*Extract provided:*
※

Population (2023-12-31)
- • Total: 1,069
- • Density: 99.72/km^{2} (258.3/sq mi)
- Time zone: UTC+01:00 (CET)
- • Summer (DST): UTC+02:00 (CEST)
- Postal codes: 24813
- Dialling codes: 04331
- Vehicle registration: RD
- Website: www.amt- jevenstedt.de

= Schülp bei Rendsburg =

Schülp bei Rendsburg (/de/, lit. 'Schülp near Rendsburg') is a municipality in the district of Rendsburg-Eckernförde, in Schleswig-Holstein, Germany.

The village lies on a sandy elevation directly south-west of Rendsburg on both sides of the Kiel Canal, the water way that connects the North Sea with the Baltic Sea. Schülp is roughly at the half-way mark of the Kiel Canal and there is a pilot station in Schülp where the pilots that accompany ships on their journey through the canal change.

==History==

Some flint artifacts (scrapers, hatchets) from the Neolithic period (around 4300–2300 BC) are the oldest traces in today's municipal area.

It is unknown when exactly the settlement from which today's Schülp originated was founded. In any case, it was located on a ford of the Eider, which was important for north–south traffic across the Jutian peninsula (Bernsteinweg / Ochsenweg). The chronicler Helmold von Bosau (before 1120 to after 1177) reports in his Slavic Chronicle that around 1149 the Holstein Count Adolf II fought a battle with Danes and Dithmarschers near Schülp. The battlefield was located around the northern municipal boundary, where an Eider ferry ran until the Kiel Canal was built. From the north, the Heerweg met an easily passable ford coming from the direction of Nübbel.

※

*Provided material:*
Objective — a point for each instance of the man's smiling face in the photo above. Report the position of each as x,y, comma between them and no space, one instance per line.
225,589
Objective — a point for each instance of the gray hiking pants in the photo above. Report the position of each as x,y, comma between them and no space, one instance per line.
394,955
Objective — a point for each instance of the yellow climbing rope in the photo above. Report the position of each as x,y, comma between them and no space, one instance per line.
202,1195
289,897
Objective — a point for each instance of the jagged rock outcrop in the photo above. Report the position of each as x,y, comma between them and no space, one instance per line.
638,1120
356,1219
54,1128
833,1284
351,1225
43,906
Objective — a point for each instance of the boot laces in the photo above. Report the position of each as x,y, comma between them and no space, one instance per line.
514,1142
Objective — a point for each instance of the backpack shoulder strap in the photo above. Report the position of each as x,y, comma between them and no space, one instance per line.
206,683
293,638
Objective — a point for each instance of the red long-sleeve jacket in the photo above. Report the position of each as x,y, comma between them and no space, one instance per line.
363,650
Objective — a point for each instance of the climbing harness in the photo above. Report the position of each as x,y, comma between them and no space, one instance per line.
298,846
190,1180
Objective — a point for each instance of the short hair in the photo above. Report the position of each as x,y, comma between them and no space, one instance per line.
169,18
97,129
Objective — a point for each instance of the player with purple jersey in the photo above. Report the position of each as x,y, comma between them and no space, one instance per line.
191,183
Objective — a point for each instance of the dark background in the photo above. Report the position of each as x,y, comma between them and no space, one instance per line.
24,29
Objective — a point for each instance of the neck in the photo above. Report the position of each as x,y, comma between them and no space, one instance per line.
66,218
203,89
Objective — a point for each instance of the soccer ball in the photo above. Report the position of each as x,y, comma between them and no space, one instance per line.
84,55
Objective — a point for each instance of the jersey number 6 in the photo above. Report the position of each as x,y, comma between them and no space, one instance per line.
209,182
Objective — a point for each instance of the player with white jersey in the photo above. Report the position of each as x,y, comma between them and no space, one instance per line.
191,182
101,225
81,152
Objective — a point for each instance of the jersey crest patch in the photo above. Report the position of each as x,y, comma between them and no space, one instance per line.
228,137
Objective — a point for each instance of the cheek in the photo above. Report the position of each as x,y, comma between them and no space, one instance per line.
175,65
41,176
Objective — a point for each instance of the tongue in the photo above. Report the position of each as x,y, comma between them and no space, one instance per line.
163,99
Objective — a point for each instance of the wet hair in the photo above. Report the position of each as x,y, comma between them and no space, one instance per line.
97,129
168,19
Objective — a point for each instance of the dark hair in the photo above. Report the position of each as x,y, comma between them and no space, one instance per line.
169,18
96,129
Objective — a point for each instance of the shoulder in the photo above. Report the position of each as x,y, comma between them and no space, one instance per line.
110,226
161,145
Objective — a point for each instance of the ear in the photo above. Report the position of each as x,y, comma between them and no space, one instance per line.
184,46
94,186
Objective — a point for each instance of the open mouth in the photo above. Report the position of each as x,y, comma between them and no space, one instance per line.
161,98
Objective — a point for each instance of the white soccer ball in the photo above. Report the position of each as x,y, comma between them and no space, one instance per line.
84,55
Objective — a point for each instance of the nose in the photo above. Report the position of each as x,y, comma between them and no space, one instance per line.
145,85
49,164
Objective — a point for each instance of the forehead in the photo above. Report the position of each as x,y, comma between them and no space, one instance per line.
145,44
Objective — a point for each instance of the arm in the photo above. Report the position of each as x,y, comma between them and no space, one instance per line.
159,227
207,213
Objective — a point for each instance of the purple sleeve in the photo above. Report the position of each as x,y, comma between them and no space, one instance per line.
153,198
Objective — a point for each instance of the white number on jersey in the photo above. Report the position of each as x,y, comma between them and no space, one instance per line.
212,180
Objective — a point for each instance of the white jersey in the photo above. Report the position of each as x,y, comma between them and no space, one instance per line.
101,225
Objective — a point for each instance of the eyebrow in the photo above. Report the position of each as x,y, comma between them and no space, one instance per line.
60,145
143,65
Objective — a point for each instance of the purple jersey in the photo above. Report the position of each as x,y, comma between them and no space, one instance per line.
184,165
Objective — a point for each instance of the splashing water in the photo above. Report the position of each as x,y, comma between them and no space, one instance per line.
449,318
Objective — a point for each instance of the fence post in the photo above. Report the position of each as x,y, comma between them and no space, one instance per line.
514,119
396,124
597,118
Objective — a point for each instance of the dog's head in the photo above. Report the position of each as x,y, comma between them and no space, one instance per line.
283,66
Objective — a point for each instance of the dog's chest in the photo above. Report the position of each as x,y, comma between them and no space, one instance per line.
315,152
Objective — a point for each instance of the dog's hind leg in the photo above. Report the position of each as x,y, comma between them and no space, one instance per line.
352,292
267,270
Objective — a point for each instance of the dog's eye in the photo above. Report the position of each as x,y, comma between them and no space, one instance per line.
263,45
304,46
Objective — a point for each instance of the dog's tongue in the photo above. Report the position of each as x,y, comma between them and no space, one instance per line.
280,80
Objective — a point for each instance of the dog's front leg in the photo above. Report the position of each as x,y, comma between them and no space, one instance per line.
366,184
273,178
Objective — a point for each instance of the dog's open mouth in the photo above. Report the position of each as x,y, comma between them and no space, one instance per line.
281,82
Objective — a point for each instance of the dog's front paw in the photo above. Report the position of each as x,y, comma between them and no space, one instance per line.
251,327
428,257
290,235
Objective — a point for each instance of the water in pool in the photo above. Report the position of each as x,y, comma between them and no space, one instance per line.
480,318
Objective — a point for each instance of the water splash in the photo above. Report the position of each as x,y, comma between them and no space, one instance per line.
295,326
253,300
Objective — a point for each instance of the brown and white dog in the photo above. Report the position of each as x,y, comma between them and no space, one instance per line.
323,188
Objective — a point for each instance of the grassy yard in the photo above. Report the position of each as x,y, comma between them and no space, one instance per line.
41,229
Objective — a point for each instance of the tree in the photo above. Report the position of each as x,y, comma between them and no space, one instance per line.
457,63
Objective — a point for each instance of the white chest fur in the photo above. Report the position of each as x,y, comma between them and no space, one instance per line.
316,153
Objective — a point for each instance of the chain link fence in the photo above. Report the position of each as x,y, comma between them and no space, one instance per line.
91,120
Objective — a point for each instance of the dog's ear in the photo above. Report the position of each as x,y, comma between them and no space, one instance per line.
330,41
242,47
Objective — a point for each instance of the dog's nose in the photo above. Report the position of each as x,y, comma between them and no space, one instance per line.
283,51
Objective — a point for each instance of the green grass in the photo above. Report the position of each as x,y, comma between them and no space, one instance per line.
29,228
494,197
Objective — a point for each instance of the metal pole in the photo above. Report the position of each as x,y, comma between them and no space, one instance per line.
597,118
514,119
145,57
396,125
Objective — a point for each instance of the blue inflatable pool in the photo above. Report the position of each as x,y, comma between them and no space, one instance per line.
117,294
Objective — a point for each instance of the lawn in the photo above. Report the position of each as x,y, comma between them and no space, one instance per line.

※

Quote the passage of the Schülp bei Rendsburg article from "Schülp bei Rendsburg (/de/, lit." to "today's municipal area.".

*Your response:*
Schülp bei Rendsburg (/de/, lit. 'Schülp near Rendsburg') is a municipality in the district of Rendsburg-Eckernförde, in Schleswig-Holstein, Germany.

The village lies on a sandy elevation directly south-west of Rendsburg on both sides of the Kiel Canal, the water way that connects the North Sea with the Baltic Sea. Schülp is roughly at the half-way mark of the Kiel Canal and there is a pilot station in Schülp where the pilots that accompany ships on their journey through the canal change.

==History==

Some flint artifacts (scrapers, hatchets) from the Neolithic period (around 4300–2300 BC) are the oldest traces in today's municipal area.